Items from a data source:
#####

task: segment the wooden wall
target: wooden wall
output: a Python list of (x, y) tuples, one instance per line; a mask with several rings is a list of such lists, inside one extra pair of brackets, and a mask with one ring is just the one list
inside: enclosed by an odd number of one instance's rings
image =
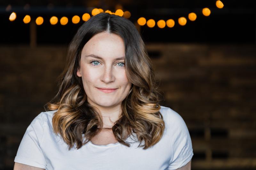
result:
[[(192, 169), (256, 168), (255, 45), (148, 44), (161, 105), (184, 119)], [(56, 93), (66, 47), (0, 47), (0, 170)]]

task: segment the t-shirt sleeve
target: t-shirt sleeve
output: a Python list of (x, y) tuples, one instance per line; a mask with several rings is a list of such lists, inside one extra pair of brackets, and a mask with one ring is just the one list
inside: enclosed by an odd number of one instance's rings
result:
[(41, 144), (46, 123), (43, 112), (32, 121), (21, 140), (14, 161), (45, 169), (46, 164)]
[(170, 108), (168, 109), (173, 152), (168, 169), (175, 170), (185, 165), (194, 153), (191, 138), (184, 120), (177, 112)]

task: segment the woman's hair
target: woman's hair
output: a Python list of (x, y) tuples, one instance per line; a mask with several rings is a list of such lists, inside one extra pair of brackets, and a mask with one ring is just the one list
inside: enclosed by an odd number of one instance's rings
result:
[[(123, 38), (125, 71), (132, 84), (122, 103), (121, 116), (112, 129), (117, 141), (128, 147), (130, 145), (125, 141), (133, 132), (140, 142), (139, 146), (146, 149), (160, 140), (165, 128), (159, 111), (161, 94), (157, 90), (152, 63), (144, 42), (134, 25), (124, 18), (102, 12), (79, 28), (69, 44), (66, 65), (58, 78), (59, 91), (45, 109), (57, 110), (52, 118), (53, 130), (60, 135), (69, 150), (75, 144), (79, 149), (100, 131), (103, 127), (100, 115), (88, 102), (81, 78), (76, 72), (84, 46), (92, 36), (103, 32)], [(84, 142), (82, 134), (86, 139)]]

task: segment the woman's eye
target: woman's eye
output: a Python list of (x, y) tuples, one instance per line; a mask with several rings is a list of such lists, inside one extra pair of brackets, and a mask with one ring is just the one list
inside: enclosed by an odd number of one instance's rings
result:
[[(120, 65), (119, 65), (119, 64), (121, 64), (121, 66)], [(122, 65), (122, 64), (123, 64), (123, 65)], [(117, 63), (117, 64), (118, 65), (118, 66), (119, 67), (124, 67), (124, 63), (123, 63), (122, 62), (120, 62), (120, 63)]]
[[(92, 61), (91, 62), (90, 62), (90, 63), (93, 63), (94, 64), (93, 64), (93, 65), (98, 65), (98, 64), (97, 64), (97, 63), (99, 63), (99, 62), (96, 60), (93, 60), (93, 61)], [(95, 63), (96, 64), (95, 64)]]
[[(93, 61), (92, 61), (90, 62), (90, 63), (92, 63), (93, 64), (93, 65), (94, 66), (99, 65), (99, 64), (98, 64), (100, 62), (99, 61), (97, 61), (97, 60), (93, 60)], [(124, 67), (125, 66), (124, 63), (123, 62), (120, 62), (118, 63), (117, 64), (118, 65), (118, 67)]]

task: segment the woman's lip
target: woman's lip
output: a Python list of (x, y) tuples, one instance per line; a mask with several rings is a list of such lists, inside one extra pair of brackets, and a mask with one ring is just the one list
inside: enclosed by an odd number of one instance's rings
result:
[(98, 87), (96, 87), (96, 88), (98, 89), (101, 92), (103, 92), (106, 93), (110, 93), (116, 91), (116, 89), (112, 89), (110, 90), (106, 90), (104, 89), (100, 89), (99, 88), (98, 88)]

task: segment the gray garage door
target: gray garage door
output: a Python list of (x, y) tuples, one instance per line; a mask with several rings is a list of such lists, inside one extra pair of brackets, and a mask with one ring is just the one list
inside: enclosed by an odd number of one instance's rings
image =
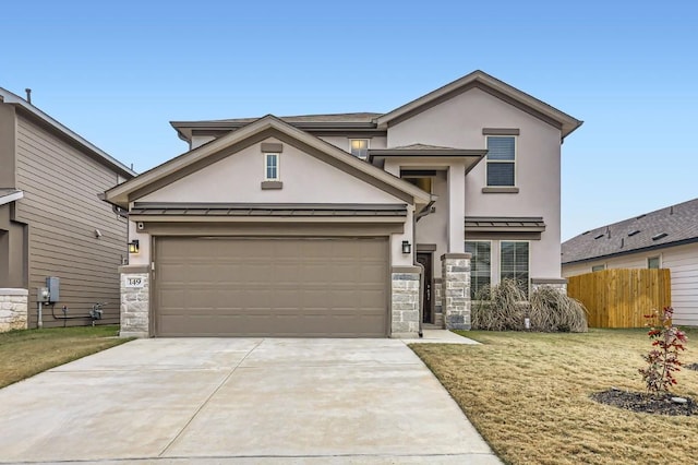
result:
[(387, 335), (387, 239), (158, 238), (158, 336)]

#####

» WHAT IS BEING ASKED
Copy every entry above word for word, leaving the pictures out of your copy.

» FINISHED EXERCISE
task: segment the wooden wall
target: wooden wall
output: a Python list of (x, y) tuples, one instance per line; a mask with several rings is a list of such lists, inside one extra pair of brackets, and a mask with one ring is just the one list
inside: enclosed by an odd number of one instance's rings
image =
result:
[[(192, 169), (256, 168), (255, 45), (148, 44), (161, 105), (184, 119)], [(56, 93), (66, 47), (0, 47), (0, 170)]]

task: segment the t-shirt sleeve
target: t-shirt sleeve
output: a Python list of (x, y) tuples, one instance per line; a mask with several rings is a list of such lists, inside one extra pair of brackets, and a mask with one ring is just the one list
inside: enclosed by an odd number of one instance's rings
result:
[(41, 144), (46, 123), (43, 112), (32, 121), (21, 140), (14, 161), (45, 169), (46, 164)]
[(170, 108), (168, 109), (173, 152), (168, 169), (175, 170), (185, 165), (194, 153), (191, 138), (184, 120), (177, 112)]

task: segment the woman's hair
target: woman's hair
output: a Python list of (x, y) tuples, one instance per line; a mask with several rings is a list of such lists, inside one extra pair of brackets, and a mask with one ring is just the one list
inside: enclosed by an odd number of one instance's rings
result:
[[(123, 38), (125, 71), (132, 84), (122, 103), (121, 116), (112, 129), (117, 141), (128, 147), (130, 145), (125, 141), (133, 132), (140, 142), (139, 146), (146, 149), (160, 140), (165, 128), (159, 111), (161, 94), (157, 90), (152, 63), (144, 42), (134, 25), (124, 18), (102, 12), (79, 28), (69, 44), (66, 65), (58, 78), (59, 91), (45, 109), (57, 110), (52, 118), (53, 130), (60, 135), (69, 150), (75, 144), (79, 149), (100, 131), (103, 127), (100, 115), (88, 102), (81, 78), (76, 72), (84, 46), (92, 36), (103, 32)], [(84, 142), (82, 134), (86, 139)]]

task: segment the woman's eye
target: woman's eye
output: a Python list of (x, y) tuples, one instance per line; a mask with several rings is a list of such lists, inside one extra pair of brackets, and a mask with one ring is just the one list
inside: enclosed by an odd number of one instance's rings
result:
[[(120, 65), (119, 65), (119, 64), (121, 64), (121, 66)], [(122, 65), (122, 64), (123, 64), (123, 65)], [(117, 63), (117, 64), (118, 65), (118, 66), (119, 67), (124, 67), (124, 63), (123, 63), (122, 62), (120, 62), (120, 63)]]
[[(92, 61), (91, 62), (90, 62), (90, 63), (93, 63), (94, 64), (93, 64), (93, 65), (98, 65), (98, 64), (97, 64), (97, 63), (99, 63), (99, 62), (96, 60), (93, 60), (93, 61)], [(95, 63), (96, 64), (95, 64)]]
[[(93, 61), (92, 61), (90, 62), (90, 63), (92, 63), (93, 64), (93, 65), (94, 66), (99, 65), (99, 64), (98, 64), (100, 62), (99, 61), (97, 61), (97, 60), (93, 60)], [(124, 67), (125, 66), (124, 63), (123, 62), (120, 62), (118, 63), (117, 64), (118, 65), (118, 67)]]

task: segment the woman's lip
target: woman's lip
output: a Python list of (x, y) tuples, one instance per line; a mask with several rings is a list of such lists, inside one extra pair of brackets, and a mask with one ring is just the one list
inside: enclosed by an odd number of one instance's rings
result:
[(98, 87), (96, 87), (96, 88), (98, 89), (101, 92), (103, 92), (106, 93), (110, 93), (116, 91), (116, 89), (112, 89), (110, 90), (106, 90), (104, 89), (100, 89), (99, 88), (98, 88)]

task: segment the gray garage door
target: gray garage door
output: a Python list of (x, y) tuples, one instance per line; a mask with several rings is a list of such lists, inside one extra pair of brackets, and a mask with one ring is just the one list
inside: enclosed by an odd number of one instance's rings
image =
result:
[(387, 335), (387, 239), (158, 238), (158, 336)]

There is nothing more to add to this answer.